(Beginning of Provided data)
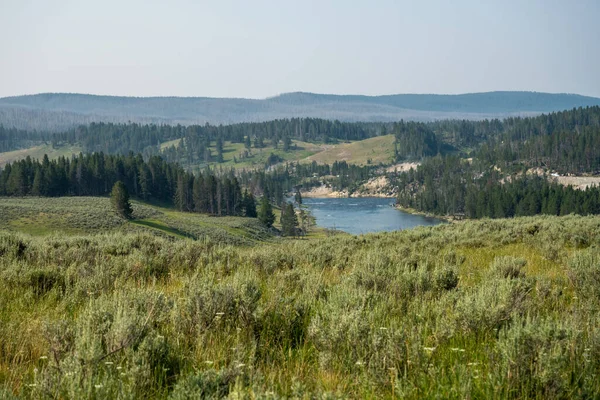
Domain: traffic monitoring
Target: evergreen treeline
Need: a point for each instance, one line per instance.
(End of Provided data)
(Beginning of Provided data)
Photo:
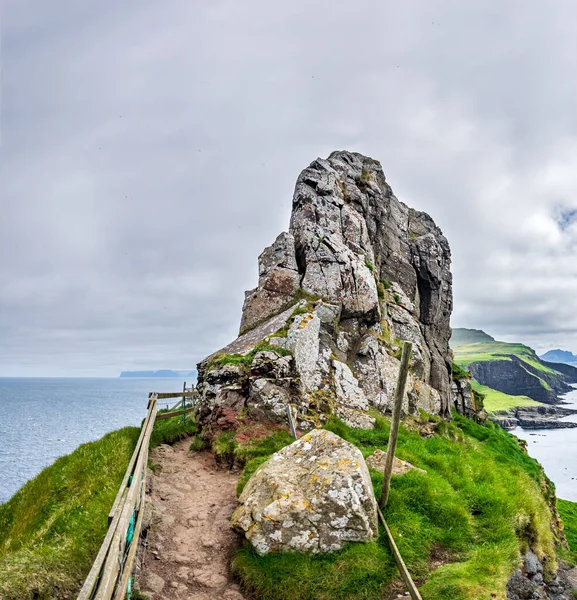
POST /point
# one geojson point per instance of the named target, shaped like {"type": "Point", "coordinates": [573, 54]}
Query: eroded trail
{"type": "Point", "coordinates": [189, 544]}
(End of Provided data)
(Beginning of Provided data)
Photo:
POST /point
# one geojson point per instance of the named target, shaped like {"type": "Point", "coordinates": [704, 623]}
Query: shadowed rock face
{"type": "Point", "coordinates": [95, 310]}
(End of Provided data)
Your objective – From the data, collect all lines where the string "like" appears.

Solution to the exercise –
# one geojson point per instance of the named target, shaped like {"type": "Point", "coordinates": [573, 54]}
# one geojson point per instance of the named target, shaped like {"type": "Point", "coordinates": [704, 623]}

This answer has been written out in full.